**Source records**
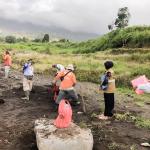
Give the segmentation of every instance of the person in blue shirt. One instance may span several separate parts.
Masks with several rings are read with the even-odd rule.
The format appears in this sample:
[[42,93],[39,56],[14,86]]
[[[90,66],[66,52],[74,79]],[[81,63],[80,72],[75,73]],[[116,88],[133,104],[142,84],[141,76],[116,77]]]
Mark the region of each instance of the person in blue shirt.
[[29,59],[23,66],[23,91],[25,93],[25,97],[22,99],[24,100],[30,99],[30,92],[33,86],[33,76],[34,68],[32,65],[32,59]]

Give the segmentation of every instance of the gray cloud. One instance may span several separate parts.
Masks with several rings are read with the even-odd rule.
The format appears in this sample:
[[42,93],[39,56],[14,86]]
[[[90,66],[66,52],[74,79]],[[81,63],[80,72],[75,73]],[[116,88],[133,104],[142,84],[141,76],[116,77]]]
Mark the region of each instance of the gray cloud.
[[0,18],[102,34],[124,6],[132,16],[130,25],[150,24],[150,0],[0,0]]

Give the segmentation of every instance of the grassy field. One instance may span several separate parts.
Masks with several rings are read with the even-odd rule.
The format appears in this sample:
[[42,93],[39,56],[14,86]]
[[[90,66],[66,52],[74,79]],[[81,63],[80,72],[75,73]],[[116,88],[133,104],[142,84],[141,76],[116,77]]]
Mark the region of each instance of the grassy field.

* * *

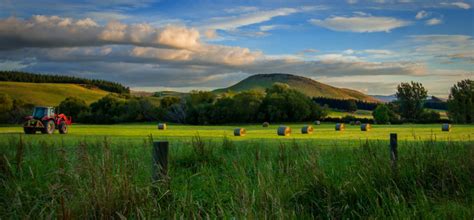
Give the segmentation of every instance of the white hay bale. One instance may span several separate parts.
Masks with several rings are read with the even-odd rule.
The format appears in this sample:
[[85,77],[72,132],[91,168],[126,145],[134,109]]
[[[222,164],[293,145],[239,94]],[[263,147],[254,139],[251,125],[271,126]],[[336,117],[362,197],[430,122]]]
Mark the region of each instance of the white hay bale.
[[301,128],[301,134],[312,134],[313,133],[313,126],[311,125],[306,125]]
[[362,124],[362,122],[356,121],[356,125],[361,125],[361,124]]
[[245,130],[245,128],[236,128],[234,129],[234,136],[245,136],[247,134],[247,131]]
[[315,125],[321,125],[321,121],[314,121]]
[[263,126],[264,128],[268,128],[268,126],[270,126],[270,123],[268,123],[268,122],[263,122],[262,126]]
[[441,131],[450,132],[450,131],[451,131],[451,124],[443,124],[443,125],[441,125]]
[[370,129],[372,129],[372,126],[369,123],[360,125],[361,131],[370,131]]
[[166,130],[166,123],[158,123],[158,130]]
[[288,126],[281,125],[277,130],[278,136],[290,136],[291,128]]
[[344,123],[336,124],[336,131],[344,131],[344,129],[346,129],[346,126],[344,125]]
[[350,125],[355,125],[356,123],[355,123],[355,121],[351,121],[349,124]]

**Exercise**
Copy each line of the preceding data that contains the string "span".

**Answer box**
Give the segmentation of every instance of the person in blue shirt. One instance may span several separate parts.
Give the segmentation of every instance of the gray cloud. One instance may span several separate parts.
Give the segmentation of every instance of the grassy field. One instance may span several separate parts.
Give the segmentation of every instance of the white hay bale. One instance may span several separate parts.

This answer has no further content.